* **TASK OBJECTIVE**
Once the line holding "Locate the dried" is found in the listing below, write it out and each later line exactly, up to and including the one holding "Locate the dead".

##### MATERIAL PROVIDED #####

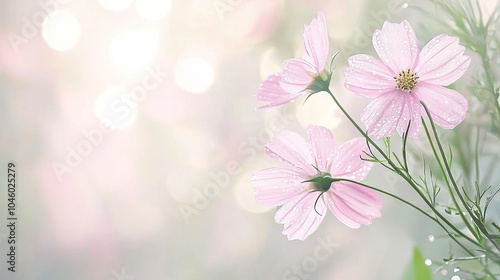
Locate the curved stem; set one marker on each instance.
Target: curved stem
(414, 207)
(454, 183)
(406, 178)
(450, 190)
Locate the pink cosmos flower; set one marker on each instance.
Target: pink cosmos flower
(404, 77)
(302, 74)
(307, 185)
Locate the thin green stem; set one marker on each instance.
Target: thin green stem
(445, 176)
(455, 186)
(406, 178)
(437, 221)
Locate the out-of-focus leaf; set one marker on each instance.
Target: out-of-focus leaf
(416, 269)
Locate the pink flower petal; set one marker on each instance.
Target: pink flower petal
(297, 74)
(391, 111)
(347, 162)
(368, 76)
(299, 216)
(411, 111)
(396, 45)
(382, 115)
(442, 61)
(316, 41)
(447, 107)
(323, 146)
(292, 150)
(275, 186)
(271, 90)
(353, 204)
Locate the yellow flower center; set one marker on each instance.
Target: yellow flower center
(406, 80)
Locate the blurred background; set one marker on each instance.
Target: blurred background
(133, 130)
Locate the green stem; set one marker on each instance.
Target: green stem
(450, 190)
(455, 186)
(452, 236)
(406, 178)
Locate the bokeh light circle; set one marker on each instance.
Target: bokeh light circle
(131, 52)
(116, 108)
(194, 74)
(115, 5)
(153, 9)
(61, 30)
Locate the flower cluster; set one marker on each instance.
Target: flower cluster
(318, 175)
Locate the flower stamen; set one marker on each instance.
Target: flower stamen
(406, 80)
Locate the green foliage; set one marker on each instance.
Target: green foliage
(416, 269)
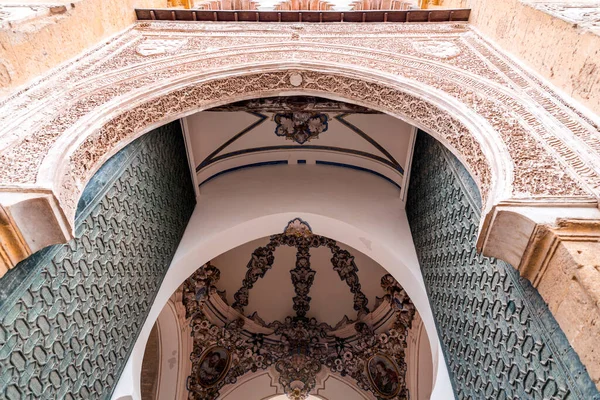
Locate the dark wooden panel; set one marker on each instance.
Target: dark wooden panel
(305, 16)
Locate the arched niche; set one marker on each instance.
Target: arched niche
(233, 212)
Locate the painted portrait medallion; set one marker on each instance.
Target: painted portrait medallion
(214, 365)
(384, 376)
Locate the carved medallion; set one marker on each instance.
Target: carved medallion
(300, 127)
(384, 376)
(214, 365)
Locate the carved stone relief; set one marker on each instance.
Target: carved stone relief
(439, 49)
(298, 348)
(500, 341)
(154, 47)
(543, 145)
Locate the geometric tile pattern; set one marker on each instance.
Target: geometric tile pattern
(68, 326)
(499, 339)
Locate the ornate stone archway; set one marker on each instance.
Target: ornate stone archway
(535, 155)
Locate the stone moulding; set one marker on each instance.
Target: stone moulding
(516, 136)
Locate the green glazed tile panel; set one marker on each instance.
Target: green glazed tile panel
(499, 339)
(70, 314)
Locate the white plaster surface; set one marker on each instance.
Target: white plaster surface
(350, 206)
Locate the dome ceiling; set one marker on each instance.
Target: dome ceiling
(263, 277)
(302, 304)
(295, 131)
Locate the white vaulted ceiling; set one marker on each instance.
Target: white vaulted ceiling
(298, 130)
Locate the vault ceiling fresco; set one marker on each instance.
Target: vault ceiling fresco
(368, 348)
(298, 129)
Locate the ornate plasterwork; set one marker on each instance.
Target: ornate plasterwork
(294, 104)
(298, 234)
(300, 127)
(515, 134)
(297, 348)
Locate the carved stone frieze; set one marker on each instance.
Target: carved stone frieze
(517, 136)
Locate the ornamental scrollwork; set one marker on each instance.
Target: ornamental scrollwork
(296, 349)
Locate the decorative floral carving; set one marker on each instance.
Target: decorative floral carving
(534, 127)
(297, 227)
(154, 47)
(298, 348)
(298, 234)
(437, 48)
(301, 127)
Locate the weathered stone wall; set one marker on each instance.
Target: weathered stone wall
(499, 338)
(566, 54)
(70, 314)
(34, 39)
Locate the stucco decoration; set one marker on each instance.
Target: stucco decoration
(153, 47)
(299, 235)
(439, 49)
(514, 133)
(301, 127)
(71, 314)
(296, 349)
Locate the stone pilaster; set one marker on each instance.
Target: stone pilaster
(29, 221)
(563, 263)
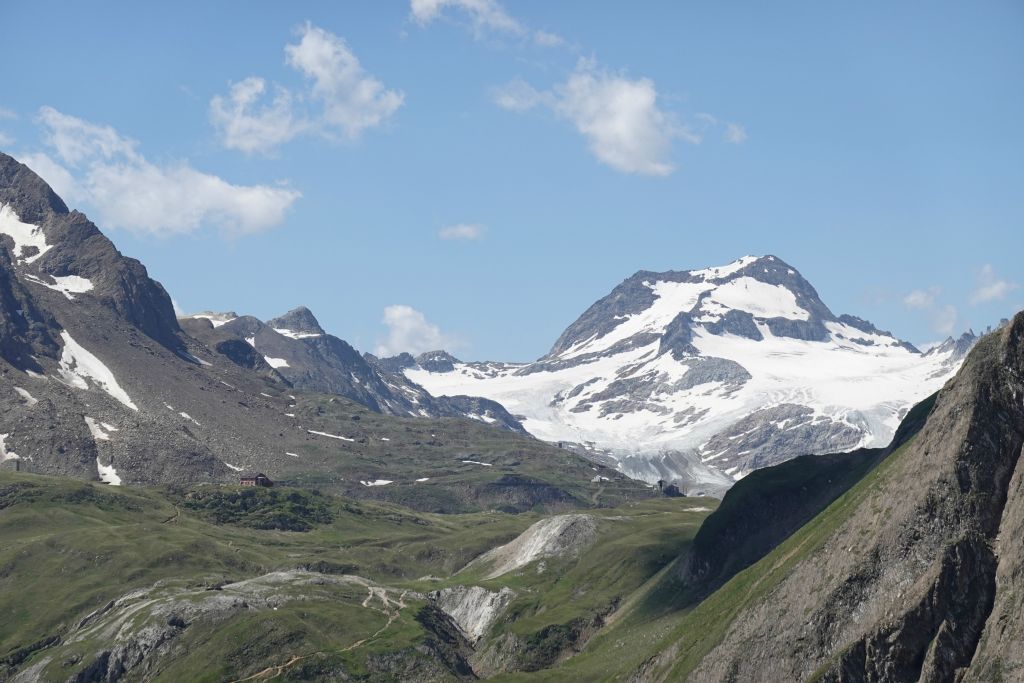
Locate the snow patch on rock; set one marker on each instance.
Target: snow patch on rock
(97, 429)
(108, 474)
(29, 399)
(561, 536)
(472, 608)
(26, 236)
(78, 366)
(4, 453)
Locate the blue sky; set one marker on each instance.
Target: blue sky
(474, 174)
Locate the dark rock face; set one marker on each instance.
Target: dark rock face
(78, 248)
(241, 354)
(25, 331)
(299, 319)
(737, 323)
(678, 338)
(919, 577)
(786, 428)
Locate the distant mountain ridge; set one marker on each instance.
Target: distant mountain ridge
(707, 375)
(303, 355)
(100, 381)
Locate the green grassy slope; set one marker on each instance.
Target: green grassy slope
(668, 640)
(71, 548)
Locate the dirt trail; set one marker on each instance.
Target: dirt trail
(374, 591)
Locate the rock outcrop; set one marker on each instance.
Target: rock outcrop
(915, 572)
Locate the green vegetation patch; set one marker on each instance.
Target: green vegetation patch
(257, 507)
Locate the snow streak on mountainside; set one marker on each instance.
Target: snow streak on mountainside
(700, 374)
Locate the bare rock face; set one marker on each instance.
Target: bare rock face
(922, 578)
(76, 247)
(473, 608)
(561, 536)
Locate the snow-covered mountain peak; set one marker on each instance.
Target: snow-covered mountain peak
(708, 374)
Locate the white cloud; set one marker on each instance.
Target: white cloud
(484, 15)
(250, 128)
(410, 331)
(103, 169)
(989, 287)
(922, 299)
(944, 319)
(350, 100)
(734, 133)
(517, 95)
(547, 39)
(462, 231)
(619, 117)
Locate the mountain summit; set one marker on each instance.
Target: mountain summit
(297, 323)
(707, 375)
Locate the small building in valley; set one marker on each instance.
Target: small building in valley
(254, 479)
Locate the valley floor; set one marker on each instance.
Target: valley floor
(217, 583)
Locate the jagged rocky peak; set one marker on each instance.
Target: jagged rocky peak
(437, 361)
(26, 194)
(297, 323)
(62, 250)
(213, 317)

#####
##### MATERIAL PROVIDED #####

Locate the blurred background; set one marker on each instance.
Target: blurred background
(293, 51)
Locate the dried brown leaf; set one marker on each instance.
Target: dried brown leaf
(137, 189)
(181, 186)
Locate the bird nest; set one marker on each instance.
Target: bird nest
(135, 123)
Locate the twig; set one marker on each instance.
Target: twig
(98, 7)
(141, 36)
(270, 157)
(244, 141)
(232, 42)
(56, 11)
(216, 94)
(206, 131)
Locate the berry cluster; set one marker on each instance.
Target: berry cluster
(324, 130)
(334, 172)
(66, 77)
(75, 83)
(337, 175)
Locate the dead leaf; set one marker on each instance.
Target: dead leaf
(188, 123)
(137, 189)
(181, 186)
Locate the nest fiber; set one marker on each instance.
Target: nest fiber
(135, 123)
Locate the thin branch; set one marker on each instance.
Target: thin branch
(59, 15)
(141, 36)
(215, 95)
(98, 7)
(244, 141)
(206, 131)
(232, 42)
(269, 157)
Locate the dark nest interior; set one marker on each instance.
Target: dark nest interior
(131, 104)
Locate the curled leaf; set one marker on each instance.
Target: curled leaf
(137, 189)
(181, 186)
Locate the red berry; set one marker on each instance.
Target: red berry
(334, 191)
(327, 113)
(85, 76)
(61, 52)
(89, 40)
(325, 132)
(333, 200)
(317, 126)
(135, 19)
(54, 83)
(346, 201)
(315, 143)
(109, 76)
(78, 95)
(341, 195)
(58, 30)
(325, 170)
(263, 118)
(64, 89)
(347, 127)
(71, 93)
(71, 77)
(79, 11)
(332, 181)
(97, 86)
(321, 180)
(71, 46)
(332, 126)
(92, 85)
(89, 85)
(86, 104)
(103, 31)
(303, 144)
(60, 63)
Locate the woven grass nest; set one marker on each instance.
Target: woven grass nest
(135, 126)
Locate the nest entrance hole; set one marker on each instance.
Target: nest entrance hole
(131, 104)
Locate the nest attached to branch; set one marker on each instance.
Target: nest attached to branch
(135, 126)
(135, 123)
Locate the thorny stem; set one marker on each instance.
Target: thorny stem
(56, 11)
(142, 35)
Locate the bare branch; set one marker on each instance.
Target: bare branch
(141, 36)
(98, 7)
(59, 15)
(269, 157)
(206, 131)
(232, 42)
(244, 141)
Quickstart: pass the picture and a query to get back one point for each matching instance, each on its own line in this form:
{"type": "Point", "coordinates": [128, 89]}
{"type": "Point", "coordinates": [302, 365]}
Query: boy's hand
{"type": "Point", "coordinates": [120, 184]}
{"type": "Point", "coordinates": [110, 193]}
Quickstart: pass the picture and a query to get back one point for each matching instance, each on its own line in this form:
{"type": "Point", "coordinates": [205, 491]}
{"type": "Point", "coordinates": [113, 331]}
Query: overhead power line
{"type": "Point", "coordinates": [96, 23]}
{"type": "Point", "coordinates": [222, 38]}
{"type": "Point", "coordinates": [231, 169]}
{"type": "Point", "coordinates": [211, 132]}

#####

* **ANSWER BOX**
Locate the dried brown leaf; set one marker on each instance.
Target: dried brown leaf
(137, 189)
(181, 186)
Locate the bird nest; set one marker on each instance.
Target: bird nest
(135, 123)
Locate the twig; set one marker on each instance.
Target: twig
(98, 7)
(141, 36)
(270, 157)
(244, 141)
(232, 42)
(56, 11)
(216, 94)
(206, 131)
Locate the berry cluster; set one marker on each instance.
Target: berry cluster
(324, 130)
(334, 172)
(66, 77)
(75, 83)
(337, 175)
Locate the dead leaf; set one marker on each instance.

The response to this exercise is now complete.